(Wiersze ze zbioru danych)
※
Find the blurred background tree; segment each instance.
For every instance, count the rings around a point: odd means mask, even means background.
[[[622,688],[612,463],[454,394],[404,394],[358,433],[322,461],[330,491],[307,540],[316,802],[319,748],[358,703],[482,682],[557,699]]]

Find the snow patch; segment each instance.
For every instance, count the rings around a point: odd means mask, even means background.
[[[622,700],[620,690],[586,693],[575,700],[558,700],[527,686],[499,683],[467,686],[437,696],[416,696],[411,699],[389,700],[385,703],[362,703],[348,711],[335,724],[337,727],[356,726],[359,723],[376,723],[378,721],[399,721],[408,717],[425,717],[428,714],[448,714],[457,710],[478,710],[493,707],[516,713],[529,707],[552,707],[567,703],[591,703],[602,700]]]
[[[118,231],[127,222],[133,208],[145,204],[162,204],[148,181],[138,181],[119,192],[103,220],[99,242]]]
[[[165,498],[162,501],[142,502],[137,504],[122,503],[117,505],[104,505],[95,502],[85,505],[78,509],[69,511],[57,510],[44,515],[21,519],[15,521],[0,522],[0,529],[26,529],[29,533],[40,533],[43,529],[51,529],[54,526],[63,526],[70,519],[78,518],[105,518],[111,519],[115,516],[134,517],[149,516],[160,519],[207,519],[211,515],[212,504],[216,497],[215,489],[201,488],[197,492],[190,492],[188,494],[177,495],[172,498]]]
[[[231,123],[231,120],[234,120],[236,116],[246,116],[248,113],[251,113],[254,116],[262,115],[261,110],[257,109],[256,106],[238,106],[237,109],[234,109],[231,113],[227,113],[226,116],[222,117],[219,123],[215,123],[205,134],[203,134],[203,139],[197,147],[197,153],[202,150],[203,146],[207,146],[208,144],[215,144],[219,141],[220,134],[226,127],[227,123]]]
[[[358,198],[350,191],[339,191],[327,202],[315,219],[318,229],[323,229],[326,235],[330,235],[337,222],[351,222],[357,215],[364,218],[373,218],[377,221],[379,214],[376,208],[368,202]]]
※
* _Treść zadania_: Przepisz cały powyższy listing, wiersz po wierszu, bez żadnych zmian.

* _Odpowiedź końcowa_:
Find the blurred background tree; segment each instance.
For every instance, count the rings around a point: odd means mask, even means background.
[[[622,688],[612,463],[454,394],[404,394],[358,433],[322,461],[330,491],[307,540],[316,802],[319,748],[358,703],[482,682],[557,699]]]

Find the snow patch; segment each instance.
For every instance, count the rings around a point: odd means mask, even means background.
[[[622,700],[620,690],[586,693],[575,700],[558,700],[527,686],[499,683],[467,686],[437,696],[416,696],[411,699],[389,700],[385,703],[362,703],[348,711],[335,724],[337,727],[356,726],[359,723],[376,723],[378,721],[399,721],[408,717],[425,717],[428,714],[448,714],[457,710],[478,710],[493,707],[516,713],[529,707],[552,707],[567,703],[591,703],[602,700]]]
[[[118,231],[127,222],[133,208],[145,204],[162,204],[148,181],[138,181],[119,192],[103,220],[99,242]]]
[[[165,498],[162,501],[142,502],[137,504],[122,503],[117,505],[104,505],[95,502],[85,505],[78,509],[69,511],[57,510],[44,515],[21,519],[15,521],[0,522],[0,529],[26,529],[29,533],[40,533],[43,529],[51,529],[54,526],[63,526],[70,519],[78,518],[105,518],[111,519],[115,516],[134,517],[149,516],[160,519],[207,519],[211,515],[212,504],[216,497],[215,489],[201,488],[197,492],[190,492],[188,494],[177,495],[172,498]]]
[[[231,123],[231,120],[234,120],[236,116],[246,116],[248,113],[251,113],[254,116],[262,115],[261,110],[257,109],[256,106],[238,106],[237,109],[234,109],[231,113],[227,113],[226,116],[222,117],[219,123],[215,123],[205,134],[203,134],[203,139],[197,147],[197,153],[202,150],[203,146],[207,146],[208,144],[215,144],[219,141],[220,134],[226,127],[227,123]]]
[[[358,198],[350,191],[339,191],[327,202],[315,219],[318,229],[323,229],[326,235],[330,235],[337,222],[351,222],[357,215],[364,218],[373,218],[377,221],[379,214],[376,208],[368,202]]]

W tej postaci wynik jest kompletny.